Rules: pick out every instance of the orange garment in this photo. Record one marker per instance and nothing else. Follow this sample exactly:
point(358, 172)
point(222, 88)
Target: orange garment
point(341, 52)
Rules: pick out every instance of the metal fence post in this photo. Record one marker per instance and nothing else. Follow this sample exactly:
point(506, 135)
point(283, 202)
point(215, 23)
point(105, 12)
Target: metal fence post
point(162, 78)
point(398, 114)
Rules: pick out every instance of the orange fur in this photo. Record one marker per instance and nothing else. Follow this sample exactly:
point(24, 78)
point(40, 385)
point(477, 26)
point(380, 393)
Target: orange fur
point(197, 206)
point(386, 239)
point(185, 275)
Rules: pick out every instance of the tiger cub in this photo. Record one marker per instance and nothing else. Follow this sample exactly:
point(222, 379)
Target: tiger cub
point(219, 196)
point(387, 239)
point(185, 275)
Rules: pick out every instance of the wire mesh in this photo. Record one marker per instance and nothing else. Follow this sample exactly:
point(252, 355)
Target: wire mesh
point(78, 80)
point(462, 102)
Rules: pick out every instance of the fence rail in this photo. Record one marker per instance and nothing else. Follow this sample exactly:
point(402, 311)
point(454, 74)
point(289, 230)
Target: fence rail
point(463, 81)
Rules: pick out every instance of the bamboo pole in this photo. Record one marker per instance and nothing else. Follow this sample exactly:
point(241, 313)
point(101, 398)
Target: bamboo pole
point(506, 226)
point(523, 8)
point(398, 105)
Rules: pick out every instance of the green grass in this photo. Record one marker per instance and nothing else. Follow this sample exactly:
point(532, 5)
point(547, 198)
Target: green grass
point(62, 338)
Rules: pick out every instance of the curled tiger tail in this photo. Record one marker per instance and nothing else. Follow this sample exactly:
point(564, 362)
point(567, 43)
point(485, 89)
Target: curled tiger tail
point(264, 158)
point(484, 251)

-------

_Job_: Print all of the lines above again, word for word and in the same order.

_Task result_:
Rules: pick out every instance of the orange garment in this photo. Record one marker per instance and nothing else. Follow this sample exactly:
point(358, 172)
point(222, 88)
Target: orange garment
point(341, 52)
Rules: pick out every instance of the metal fence post in this photo. Record one marker per instance and nothing else. Follow this sample exactly:
point(506, 135)
point(283, 202)
point(215, 23)
point(105, 12)
Target: metal fence post
point(162, 78)
point(398, 114)
Rules: pick out every instance of the orange fur in this photo. Record one marker per instance and nothing else. Follow this sample exactly:
point(24, 78)
point(40, 385)
point(477, 26)
point(380, 393)
Target: orange fur
point(197, 206)
point(386, 239)
point(185, 275)
Rules: pick out every instance of the tiger cub in this photo. Record one marker per instance and nothing else. Follow this sample exactly:
point(222, 379)
Target: tiger cub
point(219, 196)
point(387, 239)
point(185, 275)
Rules: pick out every instance of the wire mesh in this photo. Record one marker per instance and nothing else. Follow this sample exactly:
point(252, 355)
Target: wire mesh
point(78, 80)
point(462, 102)
Rules: pick out every instance of the fence rail in this photo. Record one marker per instance and nothing else. Follow this sample exactly:
point(402, 311)
point(454, 74)
point(289, 230)
Target: fence rail
point(463, 81)
Rules: pick out every instance of the bamboo pole in this photo. Record one marker per instance and nothing else. Follow this sample exactly:
point(241, 313)
point(101, 398)
Target: bamboo pole
point(506, 226)
point(523, 8)
point(398, 105)
Rules: pick out every instance of the green grass in this photo. Record one marker per instance and nothing else. Follow this sample exactly:
point(532, 5)
point(547, 198)
Target: green grass
point(62, 338)
Rules: pick out every instance of the curled tiger tail in this photo. Record one marker per instance and nothing else. Follow this sample exactly:
point(564, 362)
point(567, 43)
point(485, 89)
Target: curled tiger tail
point(264, 158)
point(484, 251)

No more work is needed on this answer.